━━━━━ Working data

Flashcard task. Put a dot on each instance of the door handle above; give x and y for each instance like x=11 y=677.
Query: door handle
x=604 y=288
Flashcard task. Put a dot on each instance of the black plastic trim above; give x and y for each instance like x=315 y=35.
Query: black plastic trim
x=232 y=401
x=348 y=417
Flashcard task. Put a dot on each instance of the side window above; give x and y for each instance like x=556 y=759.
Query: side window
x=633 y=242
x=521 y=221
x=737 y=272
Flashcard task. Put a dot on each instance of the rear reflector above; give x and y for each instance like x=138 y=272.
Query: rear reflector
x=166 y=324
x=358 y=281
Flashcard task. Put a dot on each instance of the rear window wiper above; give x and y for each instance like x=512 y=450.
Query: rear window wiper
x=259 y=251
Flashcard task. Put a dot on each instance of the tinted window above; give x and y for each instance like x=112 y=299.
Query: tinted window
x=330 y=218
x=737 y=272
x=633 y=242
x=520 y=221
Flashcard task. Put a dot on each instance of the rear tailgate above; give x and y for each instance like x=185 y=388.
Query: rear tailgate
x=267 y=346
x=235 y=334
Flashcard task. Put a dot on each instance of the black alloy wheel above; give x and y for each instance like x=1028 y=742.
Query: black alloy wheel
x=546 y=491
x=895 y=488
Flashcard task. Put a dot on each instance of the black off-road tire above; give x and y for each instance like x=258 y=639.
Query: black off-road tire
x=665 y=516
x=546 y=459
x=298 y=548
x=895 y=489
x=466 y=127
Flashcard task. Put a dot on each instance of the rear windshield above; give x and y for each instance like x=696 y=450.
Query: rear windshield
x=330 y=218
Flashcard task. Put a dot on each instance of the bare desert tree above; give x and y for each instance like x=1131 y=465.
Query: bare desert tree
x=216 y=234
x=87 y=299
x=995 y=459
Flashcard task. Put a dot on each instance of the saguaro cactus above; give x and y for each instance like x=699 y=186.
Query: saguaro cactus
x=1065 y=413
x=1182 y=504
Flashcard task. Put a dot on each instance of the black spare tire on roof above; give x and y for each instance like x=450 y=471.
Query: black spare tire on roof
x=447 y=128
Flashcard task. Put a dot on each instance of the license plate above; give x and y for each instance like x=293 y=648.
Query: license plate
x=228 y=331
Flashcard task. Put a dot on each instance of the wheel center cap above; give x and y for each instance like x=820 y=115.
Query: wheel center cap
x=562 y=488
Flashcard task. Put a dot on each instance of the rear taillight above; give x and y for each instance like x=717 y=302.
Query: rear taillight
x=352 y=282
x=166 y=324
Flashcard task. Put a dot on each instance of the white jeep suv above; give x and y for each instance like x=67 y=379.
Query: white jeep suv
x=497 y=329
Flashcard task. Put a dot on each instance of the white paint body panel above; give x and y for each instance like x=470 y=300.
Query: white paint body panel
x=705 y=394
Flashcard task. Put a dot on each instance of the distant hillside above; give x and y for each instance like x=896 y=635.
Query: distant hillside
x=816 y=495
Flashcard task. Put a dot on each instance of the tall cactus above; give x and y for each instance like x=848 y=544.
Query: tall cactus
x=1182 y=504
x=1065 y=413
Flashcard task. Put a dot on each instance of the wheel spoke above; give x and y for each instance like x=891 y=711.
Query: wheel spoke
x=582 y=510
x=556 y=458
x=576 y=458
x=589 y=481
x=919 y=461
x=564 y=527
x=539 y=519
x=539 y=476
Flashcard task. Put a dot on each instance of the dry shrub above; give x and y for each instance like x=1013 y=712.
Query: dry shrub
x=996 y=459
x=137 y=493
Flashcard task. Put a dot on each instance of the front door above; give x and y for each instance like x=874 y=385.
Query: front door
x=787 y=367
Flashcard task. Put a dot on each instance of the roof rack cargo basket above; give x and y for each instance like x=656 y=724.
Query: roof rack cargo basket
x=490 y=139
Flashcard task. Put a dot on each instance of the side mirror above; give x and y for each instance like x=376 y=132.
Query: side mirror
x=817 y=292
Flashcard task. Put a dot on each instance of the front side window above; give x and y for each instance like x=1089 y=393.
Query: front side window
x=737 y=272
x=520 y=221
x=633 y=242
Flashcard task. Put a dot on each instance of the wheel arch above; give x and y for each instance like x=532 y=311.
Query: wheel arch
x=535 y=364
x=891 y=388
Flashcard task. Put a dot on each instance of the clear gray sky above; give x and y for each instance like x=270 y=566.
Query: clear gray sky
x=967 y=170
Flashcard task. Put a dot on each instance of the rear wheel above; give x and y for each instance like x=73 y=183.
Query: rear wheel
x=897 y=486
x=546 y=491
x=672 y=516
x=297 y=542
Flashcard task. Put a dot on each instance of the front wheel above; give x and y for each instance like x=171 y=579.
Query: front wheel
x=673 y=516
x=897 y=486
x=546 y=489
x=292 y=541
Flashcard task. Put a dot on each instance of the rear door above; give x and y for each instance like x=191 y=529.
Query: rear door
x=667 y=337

━━━━━━━━━━

• **Exercise task**:
Reproduce every row above word for word, without changing anything.

• **Solution to this task**:
Flashcard task. Put a dot on each instance of the door handle above; give x and y for each instance like x=11 y=677.
Query: door handle
x=604 y=288
Flashcard task. Put a dot on each instance of the black plastic trim above; give x and y for each instance like x=315 y=35.
Query: black plastic trim
x=232 y=401
x=348 y=417
Flashcard task. Put a dot on each instance of the side window above; give x and y for each instance like x=556 y=759.
Query: side window
x=633 y=242
x=521 y=221
x=737 y=272
Flashcard task. Put a dot on each instance of the rear reflector above; give x and y for each instance like x=138 y=272.
Query: rear reflector
x=166 y=324
x=358 y=281
Flashcard task. Put a dot on each instance of the rear window wiper above; give x and y for each instance like x=512 y=450.
Query: rear window wiper
x=259 y=251
Flashcard task. Put a dot on each instance of the tinted window above; give x and y for each instance like x=112 y=299.
Query: tinted window
x=330 y=218
x=737 y=272
x=633 y=242
x=520 y=221
Flashcard task. Put a dot on each instance of the rear tailgate above; give x and y for each instance like x=185 y=388.
Query: rear tailgate
x=267 y=346
x=235 y=334
Flashcard task. Put a dot on each instance of the black alloy wheel above; give x and y for each instance like x=1028 y=742.
Query: black alloy wheel
x=546 y=491
x=895 y=488
Flashcard task. Put a dot on each instance of the black off-road tire above; give x and y for each instance like x=258 y=639.
Query: black off-road tire
x=665 y=516
x=546 y=459
x=298 y=548
x=895 y=489
x=466 y=127
Flashcard task. Put a dot on each instance of the rear windshield above; give x and y for each instance like x=696 y=450.
Query: rear windshield
x=330 y=218
Flashcard task. Put a dot on each instance of the bare desert tree above; give x and y for each instance like x=1131 y=465.
Query: bare desert tree
x=216 y=234
x=87 y=299
x=995 y=459
Flashcard task. Put a dot on each instance of the saguaro cactus above; give x and y for each instance like x=699 y=186.
Query: saguaro cactus
x=1065 y=413
x=1182 y=504
Flashcard task. Put a dot on each instance of the black spare tire on roof above; give x and y for each instance like x=450 y=471.
Query: black spare tire on roof
x=447 y=128
Flashcard task. Put a dot on each instance of the license plate above; give x and y for each instance like x=293 y=648.
Query: license plate
x=228 y=331
Flashcard task. Put a dot on each instance of the wheel center cap above; give x and y for each instance like x=820 y=115.
Query: wheel center cap
x=562 y=488
Flashcard task. Put a dot on each instance of the rear taillight above; give x and y for each instance like x=717 y=302.
Query: rear taillight
x=352 y=282
x=166 y=324
Flashcard task. Put a dot on each instance of the white jeep suv above; give x and y for each instance like x=67 y=379.
Query: white jeep suv
x=497 y=329
Flashcard task. Put a dot on each instance of the white paint body panel above; give x and y for each instance like x=470 y=300.
Query: white paint body panel
x=705 y=394
Flashcard task. Put a dot on each instance of the distant hillside above; give x and y for each instance like x=896 y=635.
Query: distant hillside
x=816 y=495
Flashcard task. Put a dot on each instance of the tall cactus above; give x and y for each instance like x=848 y=544.
Query: tall cactus
x=1182 y=504
x=1065 y=413
Flashcard task. Put a dot on each instance of the wheel spoke above; give x and y for each instance like x=891 y=711.
Query: wheel spoke
x=582 y=510
x=556 y=458
x=576 y=458
x=589 y=481
x=919 y=461
x=564 y=527
x=539 y=519
x=539 y=476
Flashcard task. Put a dot on each instance of the dry shrub above; give x and y for each instance like x=1013 y=712.
Query: dry shrub
x=996 y=459
x=137 y=493
Flashcard task. Put a dot on each instance of the front door above; give x and y for each instance like x=874 y=385.
Query: front door
x=787 y=367
Flashcard task. Put a dot on each instance of the roof rack cargo basket above; give x and y for each instance like x=656 y=724.
Query: roof rack cargo basket
x=490 y=139
Flashcard task. Put a dot on each instance of the side mirror above; give x and y for each instance like x=376 y=132.
Query: side mirror
x=817 y=292
Flashcard task. Put a dot on each instance of the front side window above; give x and y for each instance like x=1089 y=393.
Query: front side window
x=737 y=272
x=520 y=221
x=633 y=242
Flashcard task. Put a dot on each instance of the wheel arch above; give x and y for each instance like x=532 y=311.
Query: wheel arch
x=535 y=364
x=891 y=388
Flashcard task. Put a dot on each instance of the clear gray sky above; give x and y for each instance like x=270 y=566.
Query: clear gray sky
x=967 y=170
Flashcard task. Put a dot on each instance of the rear wheel above; give x and y for each instance like x=73 y=183.
Query: rear wheel
x=897 y=486
x=546 y=491
x=672 y=516
x=297 y=542
Flashcard task. Put a dot on each instance of the front wheel above; give x and y for each instance like x=171 y=579.
Query: front wheel
x=673 y=516
x=897 y=486
x=546 y=489
x=292 y=541
Flashcard task. Put a dot on each instance of the rear door above; give x and y for each instance like x=191 y=529.
Query: rear door
x=667 y=337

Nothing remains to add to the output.